• **Written instruction**
Please reproduce the material, requests included, starting at its first line and stopping after the line that has "x=769, y=693". Shift every x and y coordinate in the answers by adding -49, and leave the sample coordinates unchanged.

• **Material to process**
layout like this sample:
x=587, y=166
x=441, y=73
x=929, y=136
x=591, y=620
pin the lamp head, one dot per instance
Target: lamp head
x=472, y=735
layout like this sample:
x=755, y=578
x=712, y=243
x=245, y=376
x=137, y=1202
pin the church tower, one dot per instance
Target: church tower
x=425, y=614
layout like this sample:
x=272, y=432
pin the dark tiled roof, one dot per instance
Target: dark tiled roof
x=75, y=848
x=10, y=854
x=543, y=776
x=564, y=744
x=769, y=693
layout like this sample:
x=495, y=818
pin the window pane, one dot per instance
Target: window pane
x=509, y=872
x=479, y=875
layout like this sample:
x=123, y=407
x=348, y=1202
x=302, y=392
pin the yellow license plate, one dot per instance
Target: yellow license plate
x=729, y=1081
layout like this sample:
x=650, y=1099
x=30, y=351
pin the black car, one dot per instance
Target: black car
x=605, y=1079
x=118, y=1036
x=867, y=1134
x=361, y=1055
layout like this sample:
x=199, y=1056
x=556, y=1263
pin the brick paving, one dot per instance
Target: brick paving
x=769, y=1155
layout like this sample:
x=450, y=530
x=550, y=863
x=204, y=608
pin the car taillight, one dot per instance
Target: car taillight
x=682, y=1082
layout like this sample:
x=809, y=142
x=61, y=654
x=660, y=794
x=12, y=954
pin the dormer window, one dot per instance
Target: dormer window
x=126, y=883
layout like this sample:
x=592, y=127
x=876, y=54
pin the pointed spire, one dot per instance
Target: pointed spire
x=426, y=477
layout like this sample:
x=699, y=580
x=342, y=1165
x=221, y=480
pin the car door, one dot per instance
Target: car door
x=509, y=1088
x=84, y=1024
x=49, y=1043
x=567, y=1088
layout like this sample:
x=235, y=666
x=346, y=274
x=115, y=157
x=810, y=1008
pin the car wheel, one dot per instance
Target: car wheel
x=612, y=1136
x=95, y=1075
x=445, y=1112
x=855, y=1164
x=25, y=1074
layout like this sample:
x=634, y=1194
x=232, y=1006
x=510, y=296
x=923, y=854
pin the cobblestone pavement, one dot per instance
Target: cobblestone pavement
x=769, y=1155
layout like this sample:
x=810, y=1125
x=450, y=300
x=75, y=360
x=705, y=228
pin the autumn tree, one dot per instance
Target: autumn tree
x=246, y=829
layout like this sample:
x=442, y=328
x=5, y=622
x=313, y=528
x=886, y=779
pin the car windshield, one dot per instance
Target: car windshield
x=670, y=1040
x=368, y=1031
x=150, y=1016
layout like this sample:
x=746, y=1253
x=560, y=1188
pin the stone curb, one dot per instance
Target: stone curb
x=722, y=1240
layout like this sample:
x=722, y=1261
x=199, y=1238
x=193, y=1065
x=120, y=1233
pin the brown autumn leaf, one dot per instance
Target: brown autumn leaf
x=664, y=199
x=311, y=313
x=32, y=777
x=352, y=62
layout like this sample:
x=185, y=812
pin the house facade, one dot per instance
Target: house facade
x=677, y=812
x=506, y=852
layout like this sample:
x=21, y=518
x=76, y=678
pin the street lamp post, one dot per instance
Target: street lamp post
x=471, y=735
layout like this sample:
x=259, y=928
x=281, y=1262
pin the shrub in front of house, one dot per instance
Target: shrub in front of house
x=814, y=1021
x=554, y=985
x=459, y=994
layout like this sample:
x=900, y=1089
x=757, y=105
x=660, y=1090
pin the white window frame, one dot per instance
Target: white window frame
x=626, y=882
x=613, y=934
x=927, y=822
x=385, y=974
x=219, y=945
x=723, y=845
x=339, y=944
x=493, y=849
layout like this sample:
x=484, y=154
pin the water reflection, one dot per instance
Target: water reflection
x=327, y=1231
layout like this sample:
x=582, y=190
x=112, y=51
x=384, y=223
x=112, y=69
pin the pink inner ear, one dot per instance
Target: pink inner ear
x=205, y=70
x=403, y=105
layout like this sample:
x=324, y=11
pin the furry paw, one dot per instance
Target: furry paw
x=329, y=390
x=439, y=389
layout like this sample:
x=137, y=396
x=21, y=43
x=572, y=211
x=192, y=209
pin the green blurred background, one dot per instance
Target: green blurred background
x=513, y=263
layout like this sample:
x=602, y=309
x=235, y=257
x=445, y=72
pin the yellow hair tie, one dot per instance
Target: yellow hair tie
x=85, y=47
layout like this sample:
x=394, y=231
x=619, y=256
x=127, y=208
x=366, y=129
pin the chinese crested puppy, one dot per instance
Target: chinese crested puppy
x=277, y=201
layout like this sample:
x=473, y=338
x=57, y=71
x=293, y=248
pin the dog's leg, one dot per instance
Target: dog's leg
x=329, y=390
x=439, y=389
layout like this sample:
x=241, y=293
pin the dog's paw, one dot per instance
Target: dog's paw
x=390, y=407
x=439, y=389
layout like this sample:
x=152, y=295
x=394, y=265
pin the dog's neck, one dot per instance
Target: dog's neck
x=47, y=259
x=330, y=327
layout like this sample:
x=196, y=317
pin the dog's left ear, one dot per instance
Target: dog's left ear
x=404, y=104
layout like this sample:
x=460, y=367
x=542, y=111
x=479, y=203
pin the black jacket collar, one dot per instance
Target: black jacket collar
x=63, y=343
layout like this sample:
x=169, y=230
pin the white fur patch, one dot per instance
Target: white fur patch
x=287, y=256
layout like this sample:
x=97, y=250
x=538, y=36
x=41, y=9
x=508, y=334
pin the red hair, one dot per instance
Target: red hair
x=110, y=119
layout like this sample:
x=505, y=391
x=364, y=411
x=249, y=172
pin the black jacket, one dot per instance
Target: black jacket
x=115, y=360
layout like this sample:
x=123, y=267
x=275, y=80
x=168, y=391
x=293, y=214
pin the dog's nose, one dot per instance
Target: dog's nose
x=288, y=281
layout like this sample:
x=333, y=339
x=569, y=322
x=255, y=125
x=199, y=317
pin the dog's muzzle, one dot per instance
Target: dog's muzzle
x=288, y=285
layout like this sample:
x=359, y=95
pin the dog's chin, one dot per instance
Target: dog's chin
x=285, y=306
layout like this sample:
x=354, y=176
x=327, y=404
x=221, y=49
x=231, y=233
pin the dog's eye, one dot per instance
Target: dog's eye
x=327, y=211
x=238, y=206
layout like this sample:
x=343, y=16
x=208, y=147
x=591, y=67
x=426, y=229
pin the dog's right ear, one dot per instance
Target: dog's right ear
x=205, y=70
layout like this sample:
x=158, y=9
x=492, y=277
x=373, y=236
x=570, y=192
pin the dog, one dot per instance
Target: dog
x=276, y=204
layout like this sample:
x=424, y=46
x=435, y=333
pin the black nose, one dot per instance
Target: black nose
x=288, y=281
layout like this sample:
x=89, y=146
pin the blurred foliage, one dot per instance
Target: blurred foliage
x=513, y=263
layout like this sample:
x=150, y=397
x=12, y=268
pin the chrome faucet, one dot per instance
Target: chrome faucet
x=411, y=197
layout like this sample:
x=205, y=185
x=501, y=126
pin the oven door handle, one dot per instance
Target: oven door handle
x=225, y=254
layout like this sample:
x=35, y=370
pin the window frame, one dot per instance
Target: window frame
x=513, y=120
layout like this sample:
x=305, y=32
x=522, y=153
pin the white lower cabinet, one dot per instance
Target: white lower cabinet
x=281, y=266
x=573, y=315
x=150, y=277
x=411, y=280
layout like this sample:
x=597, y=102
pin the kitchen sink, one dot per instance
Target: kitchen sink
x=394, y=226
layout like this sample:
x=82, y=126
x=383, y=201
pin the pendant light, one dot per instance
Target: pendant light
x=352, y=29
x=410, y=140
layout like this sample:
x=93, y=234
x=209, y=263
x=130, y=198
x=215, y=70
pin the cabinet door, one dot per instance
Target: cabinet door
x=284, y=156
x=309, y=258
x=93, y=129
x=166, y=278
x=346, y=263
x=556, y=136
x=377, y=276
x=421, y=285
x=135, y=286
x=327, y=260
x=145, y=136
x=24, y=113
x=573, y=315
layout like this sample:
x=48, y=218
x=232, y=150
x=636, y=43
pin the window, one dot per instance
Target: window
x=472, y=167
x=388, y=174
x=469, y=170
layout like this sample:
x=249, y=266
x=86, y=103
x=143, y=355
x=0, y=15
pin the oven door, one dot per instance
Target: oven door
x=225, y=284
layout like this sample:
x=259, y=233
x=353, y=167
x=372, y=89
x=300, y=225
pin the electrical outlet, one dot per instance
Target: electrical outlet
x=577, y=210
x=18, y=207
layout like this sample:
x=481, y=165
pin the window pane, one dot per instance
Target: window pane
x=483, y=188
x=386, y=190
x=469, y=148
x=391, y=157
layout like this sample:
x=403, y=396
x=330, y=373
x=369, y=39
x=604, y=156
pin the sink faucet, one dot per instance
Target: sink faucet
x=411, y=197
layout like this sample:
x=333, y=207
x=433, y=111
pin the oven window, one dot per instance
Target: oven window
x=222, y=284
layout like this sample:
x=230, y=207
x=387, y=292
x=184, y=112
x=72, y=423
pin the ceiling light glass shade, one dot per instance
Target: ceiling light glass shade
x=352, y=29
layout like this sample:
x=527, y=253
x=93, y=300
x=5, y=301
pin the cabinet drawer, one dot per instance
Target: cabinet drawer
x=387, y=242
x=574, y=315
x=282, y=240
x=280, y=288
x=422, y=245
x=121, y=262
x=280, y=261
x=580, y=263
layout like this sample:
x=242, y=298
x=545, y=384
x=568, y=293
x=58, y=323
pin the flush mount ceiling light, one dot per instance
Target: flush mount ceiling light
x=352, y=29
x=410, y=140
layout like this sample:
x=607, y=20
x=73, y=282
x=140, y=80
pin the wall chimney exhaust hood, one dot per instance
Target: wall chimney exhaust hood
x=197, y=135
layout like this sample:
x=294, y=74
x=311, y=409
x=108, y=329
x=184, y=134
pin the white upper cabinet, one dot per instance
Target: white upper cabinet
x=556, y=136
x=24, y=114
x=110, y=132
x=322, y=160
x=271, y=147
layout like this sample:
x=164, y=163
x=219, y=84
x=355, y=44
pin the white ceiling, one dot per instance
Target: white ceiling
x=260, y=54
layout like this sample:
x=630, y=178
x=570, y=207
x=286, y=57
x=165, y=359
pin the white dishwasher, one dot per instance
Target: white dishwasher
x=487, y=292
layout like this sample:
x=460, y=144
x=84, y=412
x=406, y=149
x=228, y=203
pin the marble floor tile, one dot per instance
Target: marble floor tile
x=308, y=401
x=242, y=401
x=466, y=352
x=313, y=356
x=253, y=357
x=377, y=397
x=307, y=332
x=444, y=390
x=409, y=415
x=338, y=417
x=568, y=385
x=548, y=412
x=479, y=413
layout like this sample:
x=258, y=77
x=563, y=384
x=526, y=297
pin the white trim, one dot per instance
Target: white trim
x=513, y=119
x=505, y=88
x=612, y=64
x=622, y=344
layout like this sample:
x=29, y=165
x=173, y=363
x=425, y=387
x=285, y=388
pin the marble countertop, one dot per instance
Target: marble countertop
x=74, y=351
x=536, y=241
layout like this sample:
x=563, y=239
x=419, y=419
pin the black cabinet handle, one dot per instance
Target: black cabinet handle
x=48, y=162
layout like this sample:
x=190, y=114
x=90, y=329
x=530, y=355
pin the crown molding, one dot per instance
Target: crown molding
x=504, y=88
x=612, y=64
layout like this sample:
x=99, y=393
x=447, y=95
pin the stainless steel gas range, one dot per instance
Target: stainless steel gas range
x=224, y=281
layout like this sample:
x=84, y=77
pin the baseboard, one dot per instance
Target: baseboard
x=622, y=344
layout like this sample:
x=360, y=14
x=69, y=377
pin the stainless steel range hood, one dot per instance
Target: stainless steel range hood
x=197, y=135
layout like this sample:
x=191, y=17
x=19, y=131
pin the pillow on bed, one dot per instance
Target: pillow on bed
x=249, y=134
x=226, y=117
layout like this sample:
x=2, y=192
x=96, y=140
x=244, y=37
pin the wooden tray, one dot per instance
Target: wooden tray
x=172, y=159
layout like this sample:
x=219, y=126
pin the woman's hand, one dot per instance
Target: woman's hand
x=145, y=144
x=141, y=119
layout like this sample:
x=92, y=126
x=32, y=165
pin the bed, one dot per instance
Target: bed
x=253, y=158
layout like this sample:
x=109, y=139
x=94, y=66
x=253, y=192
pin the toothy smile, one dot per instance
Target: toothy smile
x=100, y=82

• **Worked answer**
layout like this sample:
x=587, y=166
x=441, y=73
x=929, y=136
x=591, y=620
pin the lamp head, one dot per instance
Target: lamp head
x=423, y=686
layout like this sample:
x=755, y=578
x=712, y=243
x=245, y=376
x=137, y=1202
pin the church tower, one dot per instance
Target: church tower
x=376, y=565
layout like this sample:
x=272, y=432
pin the dark tiled roof, one dot per instance
Target: dark tiled roof
x=26, y=799
x=-39, y=805
x=494, y=727
x=515, y=695
x=720, y=644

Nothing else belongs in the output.